WHAT THIS TASK INVOLVES:
Across the entries that follow, work out the number of lines containing the string "negative", and state it alone.

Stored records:
..............................

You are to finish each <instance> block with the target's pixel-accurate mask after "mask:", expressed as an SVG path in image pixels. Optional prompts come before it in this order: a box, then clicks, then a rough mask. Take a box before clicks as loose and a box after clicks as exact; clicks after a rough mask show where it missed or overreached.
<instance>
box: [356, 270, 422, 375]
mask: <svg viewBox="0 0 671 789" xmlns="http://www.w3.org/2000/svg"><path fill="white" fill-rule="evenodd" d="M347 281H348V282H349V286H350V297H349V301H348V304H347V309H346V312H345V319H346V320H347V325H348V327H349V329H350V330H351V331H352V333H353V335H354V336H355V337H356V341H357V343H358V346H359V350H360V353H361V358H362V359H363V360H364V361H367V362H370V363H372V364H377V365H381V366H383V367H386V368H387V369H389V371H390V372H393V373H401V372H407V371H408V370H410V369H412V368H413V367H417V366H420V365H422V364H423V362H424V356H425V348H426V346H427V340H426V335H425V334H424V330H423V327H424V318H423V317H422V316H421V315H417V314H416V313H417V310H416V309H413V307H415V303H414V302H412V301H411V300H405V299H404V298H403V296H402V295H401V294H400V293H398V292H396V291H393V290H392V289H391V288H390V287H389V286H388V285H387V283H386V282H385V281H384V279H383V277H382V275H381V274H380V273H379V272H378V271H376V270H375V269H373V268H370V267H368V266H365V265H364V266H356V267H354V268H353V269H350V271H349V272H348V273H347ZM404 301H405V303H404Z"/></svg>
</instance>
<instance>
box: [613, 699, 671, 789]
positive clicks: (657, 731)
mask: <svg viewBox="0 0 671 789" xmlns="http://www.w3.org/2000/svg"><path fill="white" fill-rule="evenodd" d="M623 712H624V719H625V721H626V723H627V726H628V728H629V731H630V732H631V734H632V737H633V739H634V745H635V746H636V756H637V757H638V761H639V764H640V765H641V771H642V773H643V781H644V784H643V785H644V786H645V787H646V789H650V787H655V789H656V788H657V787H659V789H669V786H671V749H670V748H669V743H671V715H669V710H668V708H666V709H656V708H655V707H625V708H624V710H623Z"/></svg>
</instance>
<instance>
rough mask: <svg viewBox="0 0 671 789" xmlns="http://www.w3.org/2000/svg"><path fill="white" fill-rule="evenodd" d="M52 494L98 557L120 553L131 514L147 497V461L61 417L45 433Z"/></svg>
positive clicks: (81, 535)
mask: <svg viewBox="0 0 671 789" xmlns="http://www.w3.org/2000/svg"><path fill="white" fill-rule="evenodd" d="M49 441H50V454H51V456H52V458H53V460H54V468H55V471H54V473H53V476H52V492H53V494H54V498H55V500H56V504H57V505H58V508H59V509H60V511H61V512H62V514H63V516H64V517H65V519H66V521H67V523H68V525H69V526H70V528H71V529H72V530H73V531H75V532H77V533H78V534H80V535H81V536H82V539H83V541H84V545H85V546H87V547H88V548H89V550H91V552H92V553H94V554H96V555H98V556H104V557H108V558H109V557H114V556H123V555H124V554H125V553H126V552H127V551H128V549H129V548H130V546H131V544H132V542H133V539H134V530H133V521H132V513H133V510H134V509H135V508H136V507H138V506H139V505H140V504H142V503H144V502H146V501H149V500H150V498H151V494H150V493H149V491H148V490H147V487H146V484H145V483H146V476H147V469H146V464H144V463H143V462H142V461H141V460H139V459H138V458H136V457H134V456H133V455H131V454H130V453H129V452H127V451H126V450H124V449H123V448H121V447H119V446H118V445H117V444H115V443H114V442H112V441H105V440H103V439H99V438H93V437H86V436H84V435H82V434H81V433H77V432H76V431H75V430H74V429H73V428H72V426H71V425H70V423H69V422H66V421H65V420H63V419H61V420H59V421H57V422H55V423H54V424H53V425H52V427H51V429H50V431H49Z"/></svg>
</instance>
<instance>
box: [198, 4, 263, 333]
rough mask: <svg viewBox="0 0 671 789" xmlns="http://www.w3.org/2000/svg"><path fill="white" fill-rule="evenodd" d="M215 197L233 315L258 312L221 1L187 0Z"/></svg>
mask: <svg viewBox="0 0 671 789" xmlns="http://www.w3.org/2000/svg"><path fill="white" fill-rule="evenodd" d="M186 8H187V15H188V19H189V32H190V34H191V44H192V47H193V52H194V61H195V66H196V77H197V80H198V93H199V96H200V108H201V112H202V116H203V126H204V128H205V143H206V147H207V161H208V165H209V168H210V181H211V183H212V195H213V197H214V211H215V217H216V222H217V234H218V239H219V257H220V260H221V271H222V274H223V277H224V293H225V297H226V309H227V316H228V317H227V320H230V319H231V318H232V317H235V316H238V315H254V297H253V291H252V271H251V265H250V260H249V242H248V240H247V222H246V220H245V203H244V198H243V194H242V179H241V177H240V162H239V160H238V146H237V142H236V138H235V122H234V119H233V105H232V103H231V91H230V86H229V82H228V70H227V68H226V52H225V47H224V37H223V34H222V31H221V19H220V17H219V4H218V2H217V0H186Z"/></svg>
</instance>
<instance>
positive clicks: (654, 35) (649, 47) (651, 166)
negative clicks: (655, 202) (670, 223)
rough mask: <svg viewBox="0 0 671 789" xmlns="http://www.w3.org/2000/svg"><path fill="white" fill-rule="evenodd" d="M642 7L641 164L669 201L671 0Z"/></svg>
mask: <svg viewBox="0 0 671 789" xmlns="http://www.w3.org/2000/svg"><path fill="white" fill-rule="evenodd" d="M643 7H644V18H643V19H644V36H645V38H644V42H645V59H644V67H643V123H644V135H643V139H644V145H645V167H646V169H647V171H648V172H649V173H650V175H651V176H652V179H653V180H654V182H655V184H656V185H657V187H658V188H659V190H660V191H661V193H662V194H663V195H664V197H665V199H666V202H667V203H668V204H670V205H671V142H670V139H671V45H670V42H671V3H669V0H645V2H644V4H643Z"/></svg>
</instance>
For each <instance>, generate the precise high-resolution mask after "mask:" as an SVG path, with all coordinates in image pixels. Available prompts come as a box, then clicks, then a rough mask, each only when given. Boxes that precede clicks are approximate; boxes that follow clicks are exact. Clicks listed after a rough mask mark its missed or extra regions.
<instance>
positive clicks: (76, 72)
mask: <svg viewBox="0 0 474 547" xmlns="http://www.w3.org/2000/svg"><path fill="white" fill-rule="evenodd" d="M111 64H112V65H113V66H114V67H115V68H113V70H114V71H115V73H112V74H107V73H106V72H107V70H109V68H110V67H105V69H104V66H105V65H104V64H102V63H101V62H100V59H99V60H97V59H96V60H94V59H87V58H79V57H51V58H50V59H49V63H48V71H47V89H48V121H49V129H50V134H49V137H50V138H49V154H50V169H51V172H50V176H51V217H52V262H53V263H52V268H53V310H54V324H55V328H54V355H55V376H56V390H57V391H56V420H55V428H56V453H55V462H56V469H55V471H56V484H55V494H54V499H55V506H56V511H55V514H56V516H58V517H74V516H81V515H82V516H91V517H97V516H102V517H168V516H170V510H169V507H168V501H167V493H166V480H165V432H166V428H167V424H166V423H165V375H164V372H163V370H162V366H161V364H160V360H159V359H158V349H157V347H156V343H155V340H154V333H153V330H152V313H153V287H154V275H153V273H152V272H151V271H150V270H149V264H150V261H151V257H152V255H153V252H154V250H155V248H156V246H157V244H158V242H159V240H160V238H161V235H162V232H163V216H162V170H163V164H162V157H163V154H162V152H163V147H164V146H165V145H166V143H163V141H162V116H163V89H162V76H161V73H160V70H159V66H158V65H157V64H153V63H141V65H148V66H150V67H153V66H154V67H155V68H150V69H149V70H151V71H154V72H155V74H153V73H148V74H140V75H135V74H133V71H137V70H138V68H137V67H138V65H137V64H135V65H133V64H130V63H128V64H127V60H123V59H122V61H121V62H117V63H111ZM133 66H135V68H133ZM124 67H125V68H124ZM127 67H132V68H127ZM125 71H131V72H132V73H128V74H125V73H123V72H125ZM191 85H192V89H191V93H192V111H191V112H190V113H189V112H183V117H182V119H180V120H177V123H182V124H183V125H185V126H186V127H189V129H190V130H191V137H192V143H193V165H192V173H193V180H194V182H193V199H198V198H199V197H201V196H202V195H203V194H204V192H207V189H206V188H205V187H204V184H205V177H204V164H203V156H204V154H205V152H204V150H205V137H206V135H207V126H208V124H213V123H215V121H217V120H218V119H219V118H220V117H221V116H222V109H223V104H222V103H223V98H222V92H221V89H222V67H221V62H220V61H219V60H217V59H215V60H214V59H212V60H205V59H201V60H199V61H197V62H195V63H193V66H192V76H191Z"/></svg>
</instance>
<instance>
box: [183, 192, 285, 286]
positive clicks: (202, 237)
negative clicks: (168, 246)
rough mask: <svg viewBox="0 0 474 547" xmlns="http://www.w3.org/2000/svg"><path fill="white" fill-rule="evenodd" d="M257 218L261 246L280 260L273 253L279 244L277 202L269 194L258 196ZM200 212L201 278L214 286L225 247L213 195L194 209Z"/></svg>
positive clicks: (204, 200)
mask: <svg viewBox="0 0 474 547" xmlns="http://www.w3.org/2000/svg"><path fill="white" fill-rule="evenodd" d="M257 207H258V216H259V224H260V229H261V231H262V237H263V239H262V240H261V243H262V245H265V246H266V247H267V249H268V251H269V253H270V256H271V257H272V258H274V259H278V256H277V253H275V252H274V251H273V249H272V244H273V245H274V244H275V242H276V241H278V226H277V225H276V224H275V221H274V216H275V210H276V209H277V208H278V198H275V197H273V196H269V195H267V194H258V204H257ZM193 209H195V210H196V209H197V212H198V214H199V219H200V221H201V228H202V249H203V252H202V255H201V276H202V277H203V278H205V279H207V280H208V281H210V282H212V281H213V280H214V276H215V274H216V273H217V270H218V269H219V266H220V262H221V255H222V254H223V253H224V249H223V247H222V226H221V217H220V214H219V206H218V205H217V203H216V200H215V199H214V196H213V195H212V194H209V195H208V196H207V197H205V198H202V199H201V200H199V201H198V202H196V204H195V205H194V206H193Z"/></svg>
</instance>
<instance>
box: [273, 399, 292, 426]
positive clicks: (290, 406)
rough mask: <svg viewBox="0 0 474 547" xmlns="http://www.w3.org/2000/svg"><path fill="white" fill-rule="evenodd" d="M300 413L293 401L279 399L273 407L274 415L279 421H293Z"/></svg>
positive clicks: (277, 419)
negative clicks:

..............................

EXERCISE RESPONSE:
3